_Problem description_
Arrange the material from its start through the line with "576;81;618;425" as a two-column CSV with the columns "request" and "answer", one row per request. Put each field in quotes, with any line breaks replaced by spaces.

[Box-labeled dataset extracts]
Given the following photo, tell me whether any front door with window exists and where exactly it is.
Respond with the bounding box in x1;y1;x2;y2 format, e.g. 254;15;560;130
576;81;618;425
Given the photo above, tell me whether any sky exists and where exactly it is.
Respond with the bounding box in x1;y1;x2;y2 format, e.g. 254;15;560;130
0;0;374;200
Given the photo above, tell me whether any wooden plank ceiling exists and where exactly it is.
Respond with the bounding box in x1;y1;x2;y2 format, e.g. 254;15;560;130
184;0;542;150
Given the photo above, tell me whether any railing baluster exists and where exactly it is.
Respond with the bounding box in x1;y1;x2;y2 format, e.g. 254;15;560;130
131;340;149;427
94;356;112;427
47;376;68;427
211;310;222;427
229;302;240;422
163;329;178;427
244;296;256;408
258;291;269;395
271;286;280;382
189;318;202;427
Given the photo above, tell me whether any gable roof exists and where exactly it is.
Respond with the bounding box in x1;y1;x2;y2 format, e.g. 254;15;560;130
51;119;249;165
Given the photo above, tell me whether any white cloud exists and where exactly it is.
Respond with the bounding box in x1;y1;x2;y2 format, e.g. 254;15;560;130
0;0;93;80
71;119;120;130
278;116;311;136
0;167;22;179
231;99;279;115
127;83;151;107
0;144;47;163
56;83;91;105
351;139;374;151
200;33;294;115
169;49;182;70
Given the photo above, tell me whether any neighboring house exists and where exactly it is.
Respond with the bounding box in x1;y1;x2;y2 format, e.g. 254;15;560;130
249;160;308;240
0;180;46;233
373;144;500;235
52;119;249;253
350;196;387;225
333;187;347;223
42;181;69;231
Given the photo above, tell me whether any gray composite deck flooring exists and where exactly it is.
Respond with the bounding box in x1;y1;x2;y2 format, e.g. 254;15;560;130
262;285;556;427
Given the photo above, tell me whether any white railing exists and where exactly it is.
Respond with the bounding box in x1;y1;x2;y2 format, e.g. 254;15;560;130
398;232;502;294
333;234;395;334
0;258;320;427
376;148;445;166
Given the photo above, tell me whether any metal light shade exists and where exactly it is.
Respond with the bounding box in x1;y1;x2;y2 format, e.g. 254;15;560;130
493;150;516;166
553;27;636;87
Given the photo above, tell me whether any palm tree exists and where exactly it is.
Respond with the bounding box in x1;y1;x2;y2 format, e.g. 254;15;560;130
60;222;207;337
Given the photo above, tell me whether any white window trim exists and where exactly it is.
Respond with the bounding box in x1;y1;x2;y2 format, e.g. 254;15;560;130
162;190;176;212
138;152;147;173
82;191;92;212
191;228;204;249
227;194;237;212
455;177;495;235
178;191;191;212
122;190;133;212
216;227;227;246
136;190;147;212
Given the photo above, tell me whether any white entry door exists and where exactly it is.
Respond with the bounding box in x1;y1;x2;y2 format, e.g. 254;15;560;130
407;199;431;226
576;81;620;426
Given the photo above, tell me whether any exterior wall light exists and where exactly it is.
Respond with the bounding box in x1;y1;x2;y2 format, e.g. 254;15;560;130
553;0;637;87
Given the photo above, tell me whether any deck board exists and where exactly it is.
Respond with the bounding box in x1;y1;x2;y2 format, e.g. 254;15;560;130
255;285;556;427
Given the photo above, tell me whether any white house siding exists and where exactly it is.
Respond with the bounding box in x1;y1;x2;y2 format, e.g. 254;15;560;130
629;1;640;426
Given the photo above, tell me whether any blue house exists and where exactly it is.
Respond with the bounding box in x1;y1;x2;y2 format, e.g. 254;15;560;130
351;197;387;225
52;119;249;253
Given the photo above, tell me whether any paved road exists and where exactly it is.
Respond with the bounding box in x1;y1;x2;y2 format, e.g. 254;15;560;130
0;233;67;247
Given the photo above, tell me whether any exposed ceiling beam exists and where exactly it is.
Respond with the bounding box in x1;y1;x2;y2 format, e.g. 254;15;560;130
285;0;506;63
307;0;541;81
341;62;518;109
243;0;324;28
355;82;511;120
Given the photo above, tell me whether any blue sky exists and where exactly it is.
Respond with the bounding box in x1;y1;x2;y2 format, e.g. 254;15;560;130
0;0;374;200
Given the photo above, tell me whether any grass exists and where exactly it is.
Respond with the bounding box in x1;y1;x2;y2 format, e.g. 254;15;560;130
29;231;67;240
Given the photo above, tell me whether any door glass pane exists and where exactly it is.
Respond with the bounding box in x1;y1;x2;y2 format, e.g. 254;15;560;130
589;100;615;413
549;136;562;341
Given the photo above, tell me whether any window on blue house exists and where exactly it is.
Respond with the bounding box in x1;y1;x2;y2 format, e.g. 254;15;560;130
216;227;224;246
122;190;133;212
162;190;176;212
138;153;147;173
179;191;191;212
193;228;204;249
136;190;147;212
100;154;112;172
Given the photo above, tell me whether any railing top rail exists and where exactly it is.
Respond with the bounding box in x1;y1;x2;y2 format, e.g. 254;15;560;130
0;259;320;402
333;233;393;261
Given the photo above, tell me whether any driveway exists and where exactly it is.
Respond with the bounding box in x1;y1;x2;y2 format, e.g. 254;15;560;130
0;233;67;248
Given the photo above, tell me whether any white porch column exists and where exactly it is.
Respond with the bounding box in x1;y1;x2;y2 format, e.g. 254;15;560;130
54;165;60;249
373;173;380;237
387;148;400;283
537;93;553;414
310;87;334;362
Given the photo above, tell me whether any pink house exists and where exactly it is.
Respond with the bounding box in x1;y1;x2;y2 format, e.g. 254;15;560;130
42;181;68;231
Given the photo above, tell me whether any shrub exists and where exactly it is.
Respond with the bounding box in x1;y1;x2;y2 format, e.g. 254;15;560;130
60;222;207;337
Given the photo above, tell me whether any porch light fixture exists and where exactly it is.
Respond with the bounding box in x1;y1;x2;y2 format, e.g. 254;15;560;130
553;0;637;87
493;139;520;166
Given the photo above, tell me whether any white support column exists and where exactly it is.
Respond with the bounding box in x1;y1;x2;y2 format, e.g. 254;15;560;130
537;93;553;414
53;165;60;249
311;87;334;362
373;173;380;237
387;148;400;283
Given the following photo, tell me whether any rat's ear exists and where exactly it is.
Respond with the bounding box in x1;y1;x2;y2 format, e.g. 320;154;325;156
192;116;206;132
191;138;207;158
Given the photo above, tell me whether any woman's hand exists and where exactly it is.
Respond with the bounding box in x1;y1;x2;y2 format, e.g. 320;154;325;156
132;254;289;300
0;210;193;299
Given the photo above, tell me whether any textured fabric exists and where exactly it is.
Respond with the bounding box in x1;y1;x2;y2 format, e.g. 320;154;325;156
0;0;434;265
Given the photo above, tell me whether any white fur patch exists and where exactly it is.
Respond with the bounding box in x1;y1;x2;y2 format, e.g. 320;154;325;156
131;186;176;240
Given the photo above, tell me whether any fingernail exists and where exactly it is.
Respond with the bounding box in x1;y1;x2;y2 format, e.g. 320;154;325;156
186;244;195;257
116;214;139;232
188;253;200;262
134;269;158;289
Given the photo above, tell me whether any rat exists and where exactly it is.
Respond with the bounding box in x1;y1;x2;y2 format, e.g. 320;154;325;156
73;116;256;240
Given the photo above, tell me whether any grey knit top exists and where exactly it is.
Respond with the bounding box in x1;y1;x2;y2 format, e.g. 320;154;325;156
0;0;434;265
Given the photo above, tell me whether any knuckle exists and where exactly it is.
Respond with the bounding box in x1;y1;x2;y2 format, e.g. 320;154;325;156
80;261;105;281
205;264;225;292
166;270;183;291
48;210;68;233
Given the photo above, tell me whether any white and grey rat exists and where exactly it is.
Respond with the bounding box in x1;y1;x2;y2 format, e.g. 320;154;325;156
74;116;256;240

_Worked solution_
request,answer
"Given the following photo, tell me whether any front door with window exists and where exactly it is. Respond with the bounding box in x1;y1;x2;y2 format, e.g. 254;15;560;130","576;81;618;425"